The equivalent circuit diagram of the traditional mechanical contact switch is shown in Figure 3. Among them, ${\dot{U}}_{\mathrm{c}}$ is the voltage at both ends of the contact switch, and $Z_{\mathrm{L}}$ is the equivalent impedance of the interconnected line. ${\dot{U}}_{\mathrm{M}}$ and ${\dot{U}}_{\mathrm{N}}$ are the closing point voltage of the station area M and the station area N, respectively.

Figure 3

Figure 3. Traditional mechanical contact switch closing loop equivalent circuit diagram.

It can be seen from Figure 3 that when the traditional mechanical contact switch is closed, the relationship between the voltage ${\dot{U}}_{\mathrm{c}}$ at both ends of the switch and the pressure difference $\Delta \dot{U}$ between the two areas is

${\dot{U}}_{\mathrm{c}}={\dot{U}}_{\mathrm{M}}-{\dot{U}}_{\mathrm{N}}=\Delta \dot{U}(1)$

It can be seen from Equation 1 that there is a voltage difference between the two connecting points. If the loop is closed by directly closing the contact switch, the loop closing impulse current will be generated. Excessive loop closing impulse current may lead to line protection action, which seriously affects the success rate of loop closing and the safe and stable operation of the distribution network system. If it is necessary to improve the success rate of loop closing and suppress the inrush current in the process of loop closing, the loop closing operation specification of the phase angle difference between the two sides of the loop closing point is within 20° and the voltage difference is within 20% should be met. The key is how to control the voltage ${\dot{U}}_{\mathrm{c}}$ at both ends of the contact switch to reach the loop closing standard.

*REQUESTS*:
1 - From the contact switch passage, reproduce the text from "The equivalent circuit" up to and including "area N, respectively.".
2 - According to the contact switch passage, within what limits must the phase angle difference and the voltage difference between the two sides of the loop closing point fall?

*GIVEN ENTRIES*:
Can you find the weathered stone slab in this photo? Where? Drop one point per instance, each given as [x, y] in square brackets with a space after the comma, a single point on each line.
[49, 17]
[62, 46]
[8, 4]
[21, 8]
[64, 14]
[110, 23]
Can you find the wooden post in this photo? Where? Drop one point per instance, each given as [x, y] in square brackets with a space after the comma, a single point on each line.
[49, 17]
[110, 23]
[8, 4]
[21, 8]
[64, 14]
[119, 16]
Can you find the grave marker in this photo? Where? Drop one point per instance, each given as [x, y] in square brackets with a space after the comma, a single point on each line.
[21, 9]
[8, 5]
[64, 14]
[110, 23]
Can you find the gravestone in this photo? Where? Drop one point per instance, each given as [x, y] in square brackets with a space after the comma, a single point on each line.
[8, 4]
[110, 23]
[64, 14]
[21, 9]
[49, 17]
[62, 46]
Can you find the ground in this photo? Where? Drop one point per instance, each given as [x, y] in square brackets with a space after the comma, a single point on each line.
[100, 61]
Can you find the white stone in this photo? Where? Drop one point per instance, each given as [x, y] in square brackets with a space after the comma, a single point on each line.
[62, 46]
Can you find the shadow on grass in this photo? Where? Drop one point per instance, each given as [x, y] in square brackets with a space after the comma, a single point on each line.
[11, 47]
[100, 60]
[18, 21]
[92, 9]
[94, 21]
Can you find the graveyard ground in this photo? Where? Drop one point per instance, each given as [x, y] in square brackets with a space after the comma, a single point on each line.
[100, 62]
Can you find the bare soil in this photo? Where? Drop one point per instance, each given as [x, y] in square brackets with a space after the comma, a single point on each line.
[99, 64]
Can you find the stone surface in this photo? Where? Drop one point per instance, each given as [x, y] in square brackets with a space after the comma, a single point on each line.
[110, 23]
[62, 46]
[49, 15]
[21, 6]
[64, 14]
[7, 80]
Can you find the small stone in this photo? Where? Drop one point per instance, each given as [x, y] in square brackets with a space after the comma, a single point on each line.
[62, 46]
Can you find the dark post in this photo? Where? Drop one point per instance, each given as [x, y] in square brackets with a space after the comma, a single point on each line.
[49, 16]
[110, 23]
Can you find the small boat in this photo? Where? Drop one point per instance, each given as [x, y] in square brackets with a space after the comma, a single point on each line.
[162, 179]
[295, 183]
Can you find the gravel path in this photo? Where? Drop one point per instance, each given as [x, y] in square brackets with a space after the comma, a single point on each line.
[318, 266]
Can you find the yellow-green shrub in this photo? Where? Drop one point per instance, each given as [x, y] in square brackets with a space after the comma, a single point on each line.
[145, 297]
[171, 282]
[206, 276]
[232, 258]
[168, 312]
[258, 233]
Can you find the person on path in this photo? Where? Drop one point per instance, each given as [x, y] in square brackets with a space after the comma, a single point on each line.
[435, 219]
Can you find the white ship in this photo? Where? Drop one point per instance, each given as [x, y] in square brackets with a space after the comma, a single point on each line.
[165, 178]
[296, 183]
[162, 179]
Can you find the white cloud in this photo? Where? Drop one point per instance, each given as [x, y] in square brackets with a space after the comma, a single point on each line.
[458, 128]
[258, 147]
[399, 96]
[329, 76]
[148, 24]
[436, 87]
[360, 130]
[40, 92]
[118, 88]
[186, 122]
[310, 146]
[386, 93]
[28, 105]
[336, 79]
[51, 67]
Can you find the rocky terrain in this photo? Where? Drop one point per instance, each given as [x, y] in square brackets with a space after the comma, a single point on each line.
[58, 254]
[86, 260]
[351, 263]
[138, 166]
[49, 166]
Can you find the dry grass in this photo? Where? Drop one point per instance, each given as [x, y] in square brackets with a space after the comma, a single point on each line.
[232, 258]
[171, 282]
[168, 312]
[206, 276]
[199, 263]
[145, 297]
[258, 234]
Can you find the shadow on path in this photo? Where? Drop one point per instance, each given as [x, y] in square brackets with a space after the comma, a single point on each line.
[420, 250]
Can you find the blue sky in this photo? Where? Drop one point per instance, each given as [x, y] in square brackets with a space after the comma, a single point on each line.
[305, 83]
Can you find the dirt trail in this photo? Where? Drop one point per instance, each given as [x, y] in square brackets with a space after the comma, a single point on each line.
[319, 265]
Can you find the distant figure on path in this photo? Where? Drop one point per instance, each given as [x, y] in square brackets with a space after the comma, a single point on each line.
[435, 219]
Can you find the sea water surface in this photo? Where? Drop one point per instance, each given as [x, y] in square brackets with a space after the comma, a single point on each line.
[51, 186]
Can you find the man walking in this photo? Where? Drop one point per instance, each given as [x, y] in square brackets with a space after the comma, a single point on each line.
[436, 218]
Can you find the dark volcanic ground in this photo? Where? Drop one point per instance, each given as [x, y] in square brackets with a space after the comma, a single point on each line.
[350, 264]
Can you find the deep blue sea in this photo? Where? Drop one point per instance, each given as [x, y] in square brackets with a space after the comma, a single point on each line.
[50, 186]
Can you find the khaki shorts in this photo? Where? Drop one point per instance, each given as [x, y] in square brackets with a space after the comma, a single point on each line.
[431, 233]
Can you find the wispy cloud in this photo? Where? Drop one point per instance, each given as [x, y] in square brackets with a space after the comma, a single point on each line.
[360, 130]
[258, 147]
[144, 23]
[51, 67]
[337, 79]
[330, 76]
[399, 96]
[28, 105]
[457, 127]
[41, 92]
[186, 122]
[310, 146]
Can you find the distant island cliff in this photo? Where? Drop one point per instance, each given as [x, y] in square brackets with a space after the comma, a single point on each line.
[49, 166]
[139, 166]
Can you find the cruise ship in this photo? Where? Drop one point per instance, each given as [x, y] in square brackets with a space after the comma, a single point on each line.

*THE REPLIES*:
1 -
The equivalent circuit diagram of the traditional mechanical contact switch is shown in Figure 3. Among them, ${\dot{U}}_{\mathrm{c}}$ is the voltage at both ends of the contact switch, and $Z_{\mathrm{L}}$ is the equivalent impedance of the interconnected line. ${\dot{U}}_{\mathrm{M}}$ and ${\dot{U}}_{\mathrm{N}}$ are the closing point voltage of the station area M and the station area N, respectively.

2 - The phase angle difference must be within 20°, and the voltage difference must be within 20%.